### Work to do
Copy out everything from the line containing "Where can the black" down to the end of the entries, leaving out the pictures.

Excerpts of pointing data:
----
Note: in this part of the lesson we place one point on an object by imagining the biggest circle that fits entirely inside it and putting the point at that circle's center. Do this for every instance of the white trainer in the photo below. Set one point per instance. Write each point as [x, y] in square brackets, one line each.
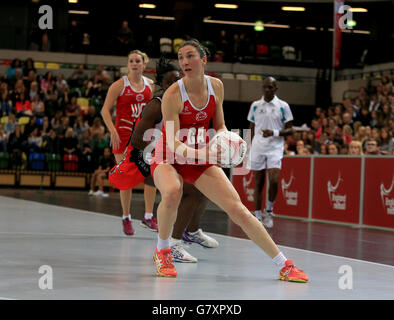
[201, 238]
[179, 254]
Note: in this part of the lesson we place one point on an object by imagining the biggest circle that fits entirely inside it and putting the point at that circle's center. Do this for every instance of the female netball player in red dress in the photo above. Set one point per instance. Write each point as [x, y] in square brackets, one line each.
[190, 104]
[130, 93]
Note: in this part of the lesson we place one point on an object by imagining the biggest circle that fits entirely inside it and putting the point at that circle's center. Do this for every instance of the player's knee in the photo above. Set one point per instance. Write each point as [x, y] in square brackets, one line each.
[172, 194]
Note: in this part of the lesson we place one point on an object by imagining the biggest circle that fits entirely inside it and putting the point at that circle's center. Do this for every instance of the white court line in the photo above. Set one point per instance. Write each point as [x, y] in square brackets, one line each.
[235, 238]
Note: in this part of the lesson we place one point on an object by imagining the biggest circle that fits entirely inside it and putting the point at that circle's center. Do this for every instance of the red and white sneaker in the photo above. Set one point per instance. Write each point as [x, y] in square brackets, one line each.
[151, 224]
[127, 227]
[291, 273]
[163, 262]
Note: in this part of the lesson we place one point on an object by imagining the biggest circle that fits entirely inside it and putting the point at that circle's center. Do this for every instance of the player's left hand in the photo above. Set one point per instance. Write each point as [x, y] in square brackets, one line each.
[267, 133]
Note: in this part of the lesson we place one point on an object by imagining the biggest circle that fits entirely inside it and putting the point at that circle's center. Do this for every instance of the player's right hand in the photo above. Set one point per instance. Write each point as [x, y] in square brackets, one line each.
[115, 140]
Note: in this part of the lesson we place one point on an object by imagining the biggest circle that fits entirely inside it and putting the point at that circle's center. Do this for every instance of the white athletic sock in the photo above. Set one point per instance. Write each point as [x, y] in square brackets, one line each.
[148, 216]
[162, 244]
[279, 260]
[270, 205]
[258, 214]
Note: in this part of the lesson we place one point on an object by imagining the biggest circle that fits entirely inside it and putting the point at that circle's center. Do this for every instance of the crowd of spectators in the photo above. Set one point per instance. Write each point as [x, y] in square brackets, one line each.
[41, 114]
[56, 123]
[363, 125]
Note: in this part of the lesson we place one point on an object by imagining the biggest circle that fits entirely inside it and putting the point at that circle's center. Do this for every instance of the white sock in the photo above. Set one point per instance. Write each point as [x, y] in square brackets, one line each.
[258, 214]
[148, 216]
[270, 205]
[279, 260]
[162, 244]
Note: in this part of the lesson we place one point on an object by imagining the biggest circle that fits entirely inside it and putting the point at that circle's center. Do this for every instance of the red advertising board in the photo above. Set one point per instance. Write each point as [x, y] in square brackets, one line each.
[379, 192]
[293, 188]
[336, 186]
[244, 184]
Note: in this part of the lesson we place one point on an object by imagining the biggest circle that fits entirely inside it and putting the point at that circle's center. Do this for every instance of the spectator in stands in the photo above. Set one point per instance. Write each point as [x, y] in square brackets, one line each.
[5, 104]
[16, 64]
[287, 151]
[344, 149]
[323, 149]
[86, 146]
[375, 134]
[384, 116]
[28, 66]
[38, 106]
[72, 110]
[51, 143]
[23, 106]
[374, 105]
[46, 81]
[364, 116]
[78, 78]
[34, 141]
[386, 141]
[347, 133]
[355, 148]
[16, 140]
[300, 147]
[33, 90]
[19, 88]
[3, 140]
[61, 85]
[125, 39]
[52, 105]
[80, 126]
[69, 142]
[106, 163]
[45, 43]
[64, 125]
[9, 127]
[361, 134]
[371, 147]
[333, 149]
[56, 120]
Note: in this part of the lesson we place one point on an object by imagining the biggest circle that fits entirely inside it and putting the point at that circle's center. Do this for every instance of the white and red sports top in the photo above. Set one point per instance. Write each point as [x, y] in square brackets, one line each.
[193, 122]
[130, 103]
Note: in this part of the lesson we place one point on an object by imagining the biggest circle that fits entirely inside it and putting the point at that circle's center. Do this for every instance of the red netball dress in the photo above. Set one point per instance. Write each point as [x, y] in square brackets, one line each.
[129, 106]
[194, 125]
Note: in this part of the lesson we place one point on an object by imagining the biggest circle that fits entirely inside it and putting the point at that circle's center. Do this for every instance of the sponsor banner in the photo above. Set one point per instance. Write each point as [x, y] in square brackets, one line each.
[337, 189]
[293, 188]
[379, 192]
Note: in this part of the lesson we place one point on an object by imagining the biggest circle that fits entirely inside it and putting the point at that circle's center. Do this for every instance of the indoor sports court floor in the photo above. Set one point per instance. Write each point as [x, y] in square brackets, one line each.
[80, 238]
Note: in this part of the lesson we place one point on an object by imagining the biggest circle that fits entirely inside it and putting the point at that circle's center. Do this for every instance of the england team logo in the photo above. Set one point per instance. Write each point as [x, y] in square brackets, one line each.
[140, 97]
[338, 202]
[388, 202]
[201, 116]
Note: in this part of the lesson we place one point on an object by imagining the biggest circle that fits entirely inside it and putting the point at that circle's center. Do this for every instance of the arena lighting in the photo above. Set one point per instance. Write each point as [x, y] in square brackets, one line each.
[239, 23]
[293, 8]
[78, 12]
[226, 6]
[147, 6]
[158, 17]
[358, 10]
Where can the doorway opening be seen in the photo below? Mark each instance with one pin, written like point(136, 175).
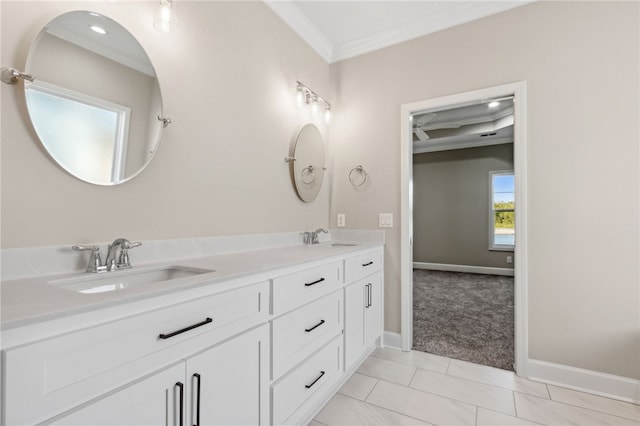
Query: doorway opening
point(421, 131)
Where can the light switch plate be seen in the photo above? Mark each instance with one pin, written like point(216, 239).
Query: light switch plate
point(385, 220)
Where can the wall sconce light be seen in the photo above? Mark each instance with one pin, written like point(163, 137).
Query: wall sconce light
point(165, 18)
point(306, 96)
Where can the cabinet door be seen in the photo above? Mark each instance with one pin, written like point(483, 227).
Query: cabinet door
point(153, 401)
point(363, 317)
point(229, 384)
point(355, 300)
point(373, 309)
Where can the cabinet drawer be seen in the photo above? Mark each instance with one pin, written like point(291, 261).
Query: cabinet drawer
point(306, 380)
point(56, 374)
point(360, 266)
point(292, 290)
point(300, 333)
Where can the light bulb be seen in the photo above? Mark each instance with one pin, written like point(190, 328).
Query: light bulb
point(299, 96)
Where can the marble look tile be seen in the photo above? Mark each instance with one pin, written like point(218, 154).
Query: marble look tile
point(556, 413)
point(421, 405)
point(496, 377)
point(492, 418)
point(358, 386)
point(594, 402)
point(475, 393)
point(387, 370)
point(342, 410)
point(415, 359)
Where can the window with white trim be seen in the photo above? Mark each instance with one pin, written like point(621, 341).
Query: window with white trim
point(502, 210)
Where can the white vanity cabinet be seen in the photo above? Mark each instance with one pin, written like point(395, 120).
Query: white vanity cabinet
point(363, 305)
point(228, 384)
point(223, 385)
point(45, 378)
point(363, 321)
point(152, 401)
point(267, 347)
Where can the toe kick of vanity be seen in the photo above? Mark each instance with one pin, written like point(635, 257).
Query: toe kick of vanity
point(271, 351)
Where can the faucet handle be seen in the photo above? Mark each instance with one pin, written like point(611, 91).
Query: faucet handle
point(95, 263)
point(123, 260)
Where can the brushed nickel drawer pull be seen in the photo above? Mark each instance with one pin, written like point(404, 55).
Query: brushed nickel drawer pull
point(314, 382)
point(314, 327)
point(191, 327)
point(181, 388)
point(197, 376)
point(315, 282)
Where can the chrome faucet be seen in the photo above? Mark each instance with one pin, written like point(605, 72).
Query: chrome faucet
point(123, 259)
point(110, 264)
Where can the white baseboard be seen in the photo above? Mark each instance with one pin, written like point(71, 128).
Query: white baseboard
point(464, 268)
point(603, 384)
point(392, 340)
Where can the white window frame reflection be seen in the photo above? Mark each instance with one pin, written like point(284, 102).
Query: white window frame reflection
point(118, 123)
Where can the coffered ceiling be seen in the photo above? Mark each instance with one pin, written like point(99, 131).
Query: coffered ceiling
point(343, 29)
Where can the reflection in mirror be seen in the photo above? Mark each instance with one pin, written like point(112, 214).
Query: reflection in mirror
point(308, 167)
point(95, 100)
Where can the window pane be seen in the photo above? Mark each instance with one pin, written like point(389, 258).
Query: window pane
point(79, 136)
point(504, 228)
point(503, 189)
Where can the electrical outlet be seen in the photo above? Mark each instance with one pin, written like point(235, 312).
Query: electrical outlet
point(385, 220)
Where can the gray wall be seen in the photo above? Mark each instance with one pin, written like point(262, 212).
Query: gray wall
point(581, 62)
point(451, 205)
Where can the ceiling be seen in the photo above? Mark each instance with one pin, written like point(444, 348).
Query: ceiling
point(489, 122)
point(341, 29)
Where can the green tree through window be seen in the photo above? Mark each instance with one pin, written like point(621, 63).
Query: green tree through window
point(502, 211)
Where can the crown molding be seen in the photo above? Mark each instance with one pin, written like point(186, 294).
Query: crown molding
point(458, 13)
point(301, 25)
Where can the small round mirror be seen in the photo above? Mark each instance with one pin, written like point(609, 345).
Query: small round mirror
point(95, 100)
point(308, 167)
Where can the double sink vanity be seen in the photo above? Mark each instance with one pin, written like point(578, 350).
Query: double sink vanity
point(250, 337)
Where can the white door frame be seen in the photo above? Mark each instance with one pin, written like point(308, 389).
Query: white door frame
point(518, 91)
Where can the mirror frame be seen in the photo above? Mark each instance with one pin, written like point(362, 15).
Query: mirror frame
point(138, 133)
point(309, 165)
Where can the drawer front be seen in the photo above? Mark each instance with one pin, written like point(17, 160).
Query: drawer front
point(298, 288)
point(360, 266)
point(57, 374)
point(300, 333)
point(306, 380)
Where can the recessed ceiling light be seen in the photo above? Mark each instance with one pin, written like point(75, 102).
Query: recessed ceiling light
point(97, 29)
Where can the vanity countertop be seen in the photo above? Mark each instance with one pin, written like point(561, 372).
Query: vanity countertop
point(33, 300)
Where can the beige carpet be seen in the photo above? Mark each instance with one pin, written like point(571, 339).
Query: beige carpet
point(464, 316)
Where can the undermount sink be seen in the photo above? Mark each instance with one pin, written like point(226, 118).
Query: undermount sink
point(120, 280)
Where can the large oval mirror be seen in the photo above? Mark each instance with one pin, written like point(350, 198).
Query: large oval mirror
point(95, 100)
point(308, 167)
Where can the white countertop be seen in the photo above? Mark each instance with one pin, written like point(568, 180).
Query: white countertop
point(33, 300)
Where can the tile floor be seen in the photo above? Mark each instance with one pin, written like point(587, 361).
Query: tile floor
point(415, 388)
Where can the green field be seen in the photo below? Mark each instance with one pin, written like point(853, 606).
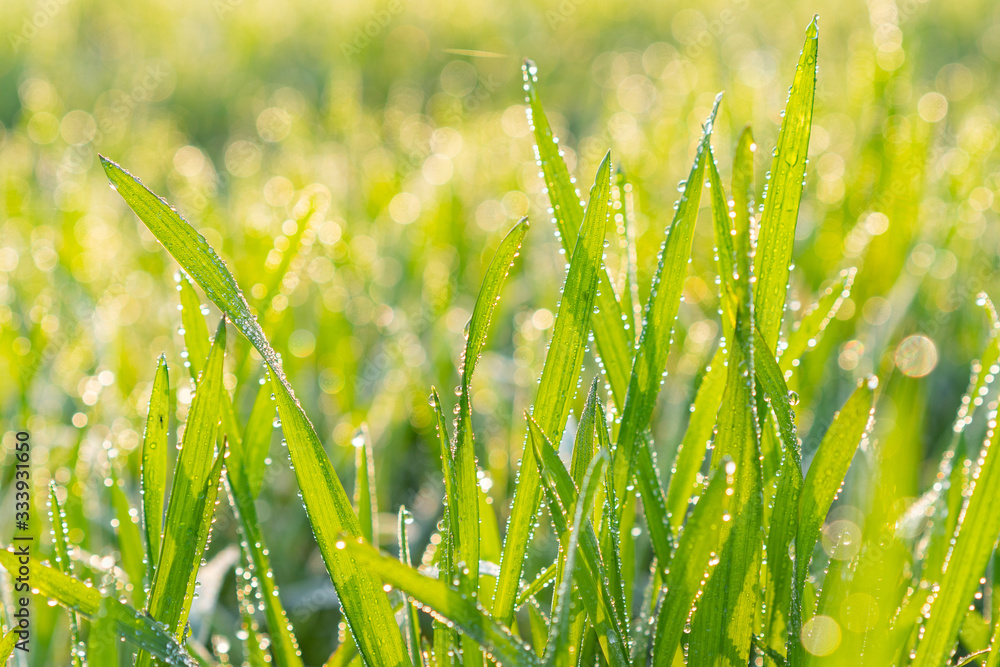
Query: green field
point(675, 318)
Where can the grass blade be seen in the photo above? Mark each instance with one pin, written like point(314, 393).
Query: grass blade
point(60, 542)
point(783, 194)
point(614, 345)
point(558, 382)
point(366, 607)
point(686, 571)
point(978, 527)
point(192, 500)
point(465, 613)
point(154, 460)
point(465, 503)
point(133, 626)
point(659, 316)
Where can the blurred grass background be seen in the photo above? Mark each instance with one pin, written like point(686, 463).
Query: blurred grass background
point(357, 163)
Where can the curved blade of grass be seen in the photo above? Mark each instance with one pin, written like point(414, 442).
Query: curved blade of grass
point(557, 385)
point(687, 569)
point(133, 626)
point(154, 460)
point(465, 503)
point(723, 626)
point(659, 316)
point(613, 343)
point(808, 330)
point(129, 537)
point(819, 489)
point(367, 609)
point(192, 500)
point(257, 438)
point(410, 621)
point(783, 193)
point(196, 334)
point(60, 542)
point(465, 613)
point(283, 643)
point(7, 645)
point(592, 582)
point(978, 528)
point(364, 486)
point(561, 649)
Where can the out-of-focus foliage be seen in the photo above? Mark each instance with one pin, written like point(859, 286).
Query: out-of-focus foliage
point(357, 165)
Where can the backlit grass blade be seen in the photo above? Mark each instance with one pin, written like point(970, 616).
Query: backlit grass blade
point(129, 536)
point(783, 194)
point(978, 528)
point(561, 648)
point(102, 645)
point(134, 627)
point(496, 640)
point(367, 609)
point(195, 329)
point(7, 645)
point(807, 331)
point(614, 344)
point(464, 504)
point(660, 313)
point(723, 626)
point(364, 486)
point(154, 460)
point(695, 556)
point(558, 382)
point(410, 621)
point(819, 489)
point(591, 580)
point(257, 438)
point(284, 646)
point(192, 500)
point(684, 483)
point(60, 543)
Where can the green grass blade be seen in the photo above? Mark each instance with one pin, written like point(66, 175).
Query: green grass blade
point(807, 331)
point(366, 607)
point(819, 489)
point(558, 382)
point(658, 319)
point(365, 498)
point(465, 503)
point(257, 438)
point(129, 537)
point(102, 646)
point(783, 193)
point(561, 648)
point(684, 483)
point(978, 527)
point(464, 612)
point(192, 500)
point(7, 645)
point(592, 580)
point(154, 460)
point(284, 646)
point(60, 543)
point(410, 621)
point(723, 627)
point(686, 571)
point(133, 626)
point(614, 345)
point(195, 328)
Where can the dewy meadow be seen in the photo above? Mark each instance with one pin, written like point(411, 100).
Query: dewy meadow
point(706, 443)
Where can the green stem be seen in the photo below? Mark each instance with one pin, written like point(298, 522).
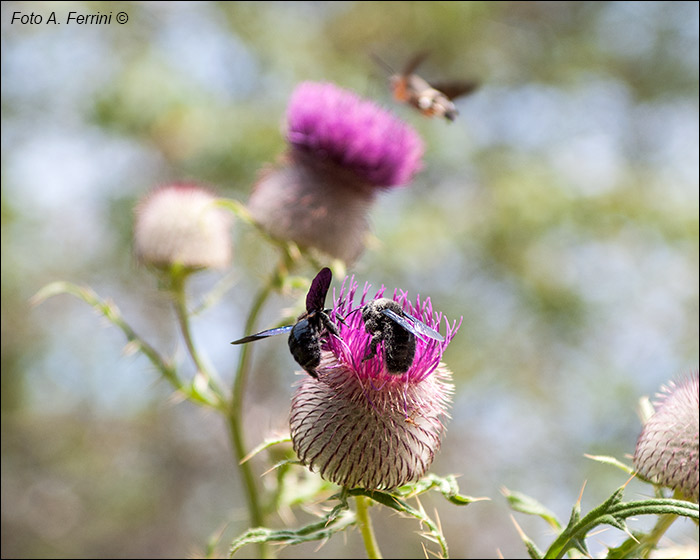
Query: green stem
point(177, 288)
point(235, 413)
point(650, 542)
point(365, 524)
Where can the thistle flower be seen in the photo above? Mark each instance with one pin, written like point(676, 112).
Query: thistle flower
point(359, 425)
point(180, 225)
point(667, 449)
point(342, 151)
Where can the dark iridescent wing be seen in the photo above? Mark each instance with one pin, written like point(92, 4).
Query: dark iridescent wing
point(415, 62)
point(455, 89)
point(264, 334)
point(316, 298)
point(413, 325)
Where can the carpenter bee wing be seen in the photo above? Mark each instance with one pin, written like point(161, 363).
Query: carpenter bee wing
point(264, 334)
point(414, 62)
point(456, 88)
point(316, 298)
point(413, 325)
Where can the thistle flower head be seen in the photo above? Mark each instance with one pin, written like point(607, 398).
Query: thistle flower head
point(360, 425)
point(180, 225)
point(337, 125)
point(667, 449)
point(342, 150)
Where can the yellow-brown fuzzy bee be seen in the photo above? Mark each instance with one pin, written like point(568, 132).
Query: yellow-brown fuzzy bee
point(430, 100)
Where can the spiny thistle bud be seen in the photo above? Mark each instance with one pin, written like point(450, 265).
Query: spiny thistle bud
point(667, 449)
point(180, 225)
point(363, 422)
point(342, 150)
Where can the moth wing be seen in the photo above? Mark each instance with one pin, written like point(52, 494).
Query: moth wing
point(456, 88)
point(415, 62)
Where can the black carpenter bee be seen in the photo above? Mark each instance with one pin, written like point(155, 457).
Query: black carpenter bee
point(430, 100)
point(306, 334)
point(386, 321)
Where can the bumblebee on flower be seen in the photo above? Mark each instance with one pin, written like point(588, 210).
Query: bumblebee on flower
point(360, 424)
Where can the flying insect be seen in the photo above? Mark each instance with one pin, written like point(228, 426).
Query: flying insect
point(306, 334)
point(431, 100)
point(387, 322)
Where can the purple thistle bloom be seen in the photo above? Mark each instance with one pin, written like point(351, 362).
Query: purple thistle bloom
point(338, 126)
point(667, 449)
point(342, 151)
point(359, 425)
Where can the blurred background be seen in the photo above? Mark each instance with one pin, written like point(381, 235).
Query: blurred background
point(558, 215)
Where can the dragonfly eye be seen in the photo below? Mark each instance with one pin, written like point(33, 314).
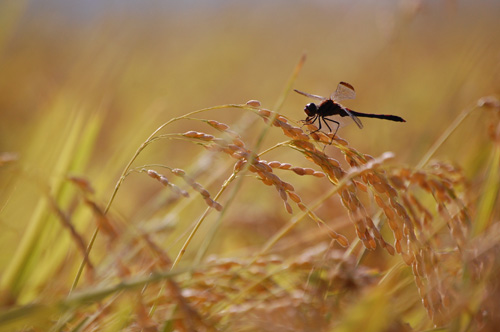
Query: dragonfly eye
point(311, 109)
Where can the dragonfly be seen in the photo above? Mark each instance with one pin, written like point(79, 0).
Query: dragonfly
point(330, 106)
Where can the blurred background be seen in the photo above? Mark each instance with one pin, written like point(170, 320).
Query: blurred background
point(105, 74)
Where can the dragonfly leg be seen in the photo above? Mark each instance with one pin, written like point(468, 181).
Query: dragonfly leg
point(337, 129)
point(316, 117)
----
### Task result
Where can the black carpenter bee be seen in the photo above? Mark each instance with one pin, written like point(155, 457).
Query: black carpenter bee
point(430, 100)
point(306, 334)
point(386, 321)
Where can the bumblebee on flower be seen in the photo above? Mark each instance with one pin, written like point(588, 210).
Query: bumblebee on flower
point(360, 424)
Where can the flying insect be seen in the photo above? Mark each instance with one pin, written like point(228, 426).
Query: flying insect
point(306, 334)
point(431, 100)
point(387, 322)
Where can the purple thistle bloom be seen in the photo above? Mark each instance with one pin, written like point(351, 362).
Query: purple thistle bloom
point(338, 126)
point(667, 449)
point(342, 151)
point(359, 425)
Where can the blurred background be seen in the photo above? Mark each instance with one pin, written like point(381, 235).
Query: blurred background
point(558, 215)
Where can the dragonfly eye be seen in the photo below? Mark each instance with one pin, written like point(33, 314).
Query: dragonfly eye
point(311, 109)
Where can the dragonfly be seen in the photo above? Mark each instance with one pin, written like point(79, 0).
Query: dragonfly
point(330, 106)
Where can the blurred background be seen in the photo above? Mark each instance with one pin, written like point(170, 320).
Query: blurred background
point(105, 74)
Where can the dragonfly leg be seen in the photo above? Mark each instance with one pin, written like point(468, 181).
Query: dragonfly leg
point(337, 129)
point(316, 117)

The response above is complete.